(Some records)

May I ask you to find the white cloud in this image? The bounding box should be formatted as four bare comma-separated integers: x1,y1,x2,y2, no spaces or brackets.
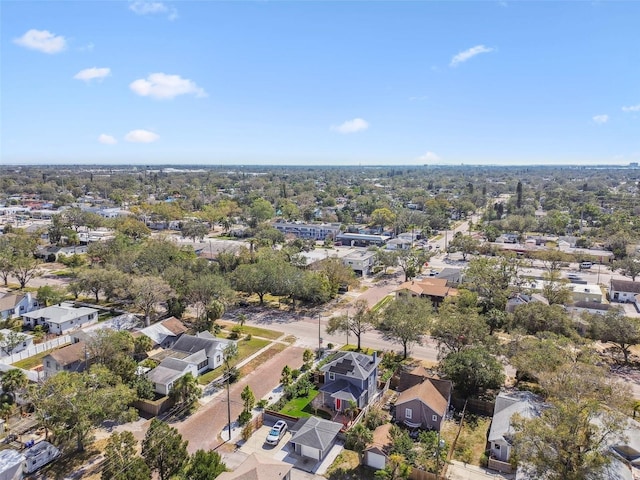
418,152,440,162
98,133,118,145
129,73,207,99
331,118,369,133
449,45,493,67
13,29,67,53
129,0,178,20
124,130,160,143
73,67,111,82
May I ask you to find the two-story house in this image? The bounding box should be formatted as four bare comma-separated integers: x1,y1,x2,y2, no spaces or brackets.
320,352,380,412
22,302,98,335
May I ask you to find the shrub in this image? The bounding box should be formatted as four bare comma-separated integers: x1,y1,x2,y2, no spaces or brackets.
238,410,252,426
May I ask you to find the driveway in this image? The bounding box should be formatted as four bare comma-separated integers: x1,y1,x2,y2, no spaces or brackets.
172,347,304,453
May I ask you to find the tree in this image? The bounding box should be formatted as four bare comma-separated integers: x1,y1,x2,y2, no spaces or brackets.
1,368,29,402
130,276,173,326
240,385,256,412
440,347,505,397
28,365,137,452
383,297,431,358
0,330,27,355
431,304,489,357
447,232,480,261
184,450,227,480
142,418,189,480
542,270,573,305
345,422,373,461
169,372,202,412
512,302,575,337
180,220,209,242
36,285,67,307
101,432,151,480
512,362,629,480
587,309,640,364
396,248,433,282
612,256,640,282
327,300,377,351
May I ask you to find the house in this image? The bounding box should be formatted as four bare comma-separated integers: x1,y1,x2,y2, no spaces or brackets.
147,358,198,395
0,448,25,480
609,279,640,303
216,453,293,480
42,342,89,378
342,250,376,277
139,317,187,348
273,222,341,240
23,441,60,473
22,302,98,335
0,292,40,320
363,423,391,470
0,328,34,357
488,391,544,462
506,293,549,313
386,237,413,250
171,332,235,374
320,352,380,412
291,417,342,461
395,367,453,431
396,277,458,308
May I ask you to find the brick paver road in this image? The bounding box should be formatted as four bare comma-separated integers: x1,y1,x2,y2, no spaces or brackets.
172,347,304,453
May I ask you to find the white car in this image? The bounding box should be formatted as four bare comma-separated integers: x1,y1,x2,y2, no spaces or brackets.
265,420,288,445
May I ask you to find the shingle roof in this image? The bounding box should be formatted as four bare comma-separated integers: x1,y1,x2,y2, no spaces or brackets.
216,453,293,480
320,352,380,380
291,417,342,450
396,378,452,417
47,342,88,366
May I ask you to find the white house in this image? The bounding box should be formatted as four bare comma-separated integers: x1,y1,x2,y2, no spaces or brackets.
0,292,40,320
22,302,98,335
0,328,33,357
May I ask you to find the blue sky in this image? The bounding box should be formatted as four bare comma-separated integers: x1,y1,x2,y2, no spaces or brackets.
0,0,640,165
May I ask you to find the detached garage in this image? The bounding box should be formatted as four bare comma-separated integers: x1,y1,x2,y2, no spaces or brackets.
291,417,342,461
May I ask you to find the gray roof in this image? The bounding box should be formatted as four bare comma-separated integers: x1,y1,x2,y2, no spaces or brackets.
172,335,232,357
488,391,544,442
320,352,380,380
291,417,342,451
320,380,362,402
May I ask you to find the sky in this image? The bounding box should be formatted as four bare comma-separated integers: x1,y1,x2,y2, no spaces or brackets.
0,0,640,165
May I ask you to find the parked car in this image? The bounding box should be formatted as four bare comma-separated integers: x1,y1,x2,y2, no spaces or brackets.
265,420,288,445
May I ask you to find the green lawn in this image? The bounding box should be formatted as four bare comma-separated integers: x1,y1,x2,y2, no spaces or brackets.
280,388,331,420
198,338,271,385
13,348,56,370
221,322,282,340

## Your objective
Repeat every line of the records above word for word, leaving out the pictures.

## Problem solution
May I ask you to find the white cloud in this image? The bounding box should be formatted as four bare comma-separated integers: x1,y1,x2,y2, no spaces or brackets.
418,152,440,162
98,133,118,145
129,73,207,99
331,118,369,133
449,45,493,67
13,29,67,53
129,0,178,20
124,130,160,143
73,67,111,82
May I ask you to find the two-story house in this image? The bounding box should be formatted as four bare comma-separated integers: x1,y1,x2,y2, no spaces or brackets.
320,352,380,412
22,302,98,335
May I ask you to find the shrub in this image? The bounding box should be formatted as four bare comma-separated integers: x1,y1,x2,y2, no spaces or brackets.
238,410,252,426
May I ask you to find the driveway in this image? The bounding box should be formatted as four bare comma-separated integers: x1,y1,x2,y2, no spaces or brackets.
172,347,304,453
May I ask you to find the tree in this image? The bounding box should be formatted as four bare comma-separated integers: x1,y1,x2,y2, no spaces or brackets.
1,368,29,402
130,276,173,326
240,385,256,412
440,347,505,397
28,365,137,452
383,297,431,358
0,330,27,355
431,304,489,357
447,232,480,261
184,450,227,480
142,418,189,480
542,270,573,305
345,422,373,461
169,372,202,412
512,302,575,337
180,220,209,242
36,285,67,307
101,432,151,480
512,362,629,480
587,309,640,364
396,248,433,282
612,256,640,282
327,300,377,351
May I ask you to find the house in this image? The bounding box should be formatted as four bare comma-separated integers: x1,y1,x2,y2, no spaces or brackets.
147,358,198,395
0,448,25,480
609,279,640,303
216,453,293,480
42,342,89,378
342,250,376,277
139,317,187,348
273,222,341,240
23,441,60,473
22,302,98,335
0,292,40,320
363,423,391,470
0,328,34,357
488,391,544,462
506,293,549,313
386,237,413,250
171,332,235,374
320,352,380,412
291,417,342,461
395,367,453,431
396,277,458,308
May I ask you to find the brick paver road in this image? The bounding box should be formatted as four bare comma-separated integers: x1,y1,x2,y2, no spaces or brackets.
172,347,304,453
May I ask you to find the white car in this image? The bounding box should be formatted as four bare comma-separated integers: x1,y1,x2,y2, no spaces or brackets.
265,420,288,445
May I ask you to find the shingle roof in this image? The bounding box should be formatted as four bare comma-separated integers: x1,y1,x2,y2, no spaces or brackets.
216,453,293,480
320,352,380,380
291,417,342,450
396,378,452,417
47,342,88,366
May I ask you to find the white house in this image? The bounding box should be formatted as four bare comma-separated integers: x1,y1,x2,y2, no spaces or brackets.
0,292,40,320
22,302,98,335
0,328,33,357
May I ask you to find the blue sky in this image? The bounding box should be formatted as four bare comma-separated integers: x1,y1,x2,y2, no spaces or brackets.
0,0,640,165
May I ask you to find the detached garage in this image? The bounding box should be formatted as four bare comma-separated integers: x1,y1,x2,y2, no spaces or brackets.
291,417,342,461
May I ask you to find the gray roof in this image? The bounding box should be formatted as four bare comma-separated integers: x1,y1,x2,y2, no spaces or brackets.
172,335,232,357
488,391,544,442
320,352,380,380
291,417,342,451
320,380,362,402
May I ask you to find the sky in this image? The bounding box should be formatted as four bare comma-separated integers: x1,y1,x2,y2, no spaces or brackets.
0,0,640,165
May I ask you to find the parked car in this image? The bounding box should be formatted as four bare comma-separated integers: x1,y1,x2,y2, no spaces or brackets.
265,420,288,445
May I ask you to find the green lawn in this image? The bounding box should be formatted as four bare comma-separated integers: x1,y1,x2,y2, no spaces or brackets.
280,388,331,420
198,338,271,385
13,348,56,370
221,322,282,340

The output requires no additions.